Unit 10c. Tropical Rainforest Ecosystem and Biogeochemistry



In this lab we want to explore the importance of forests to the carbon cycle. Before coming to class please read Sustaining the World's Forests in State of the World 1998. If you prefer, you can skip the section, "The Impact of National Policies." Also read a short summary entitled Forest Loss Unchecked p. 104-105 from Vital Signs 2002, from the WorldWatch Institute. The articles will give us an overview of the state of the Earth's forests and give us a context to determine how important forests are to the global carbon cycle.


Figure 10.c.1



In Class Activity

In class, number off by two’s to create two groups. Once that class has be broken into two large groups, break up into small groups of 3 and examine the following statements:


  1. Tropical forests produce large quantities of oxygen through photosynthesis. If we clear-cut all of the world’s tropical forests, we would lose that oxygen production mechanism and oxygen consuming organisms, like ourselves, would be in danger.


  1. If we burn all the world’s tropical forests, we not only lose the oxygen that they produce each year, but we would consume huge amounts of oxygen from the atmosphere in the burning process, and oxygen consuming organisms would be in jeopardy of extinction.


Group 1 should explore the first statement and group 2 should examine the second statement using knowledge of ecosystems and biogeochemistry. The goal is to develop some conclusions about the validity of these statements.


After sufficient time has passed to calculate the answers, groups 1 and 2 will explain their conclusions to the other group and discuss questions related to the readings.

__________________________________________________

Pick up the rainforest lab text above after its final sentence and write what comes next.

__________________________________________________

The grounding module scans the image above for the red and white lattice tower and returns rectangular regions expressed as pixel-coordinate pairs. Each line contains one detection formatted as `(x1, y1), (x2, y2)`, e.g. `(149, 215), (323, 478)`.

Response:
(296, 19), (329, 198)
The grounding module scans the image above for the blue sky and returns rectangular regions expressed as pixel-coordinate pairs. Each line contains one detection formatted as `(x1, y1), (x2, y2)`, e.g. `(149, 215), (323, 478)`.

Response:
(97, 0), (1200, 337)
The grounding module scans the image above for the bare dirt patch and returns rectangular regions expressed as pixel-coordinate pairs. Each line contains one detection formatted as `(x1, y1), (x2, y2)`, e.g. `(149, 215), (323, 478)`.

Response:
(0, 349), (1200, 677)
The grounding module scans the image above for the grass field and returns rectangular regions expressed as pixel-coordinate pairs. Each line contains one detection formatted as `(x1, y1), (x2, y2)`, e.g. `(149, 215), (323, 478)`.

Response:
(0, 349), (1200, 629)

__________________________________________________

> _Task output_
You may want to use the following concepts and relationships to help you:


Mass Balance


Net change = Inputs + Outputs + Internal Change


This mass balance equation can be used to ask several questions. For example, if you were interested in the effect of photosynthesis on the net change of oxygen in the atmosphere, then the equation would be written as follows:


Net change = Inputs (the input of O2 to the atmosphere from photosynthesis) + Outputs (in this case none) + Internal change (in this case none)


If you were interested in the effects of burning on the net change of oxygen in the atmosphere, then you would include the amount of burning into the equation as an output, because burning consumes and thus removes oxygen from the atmosphere. Again, in all of these problems you should assume that the internal change in the atmosphere is zero.


Residence Time


RT = (total amount in the pool) / (input or output rate)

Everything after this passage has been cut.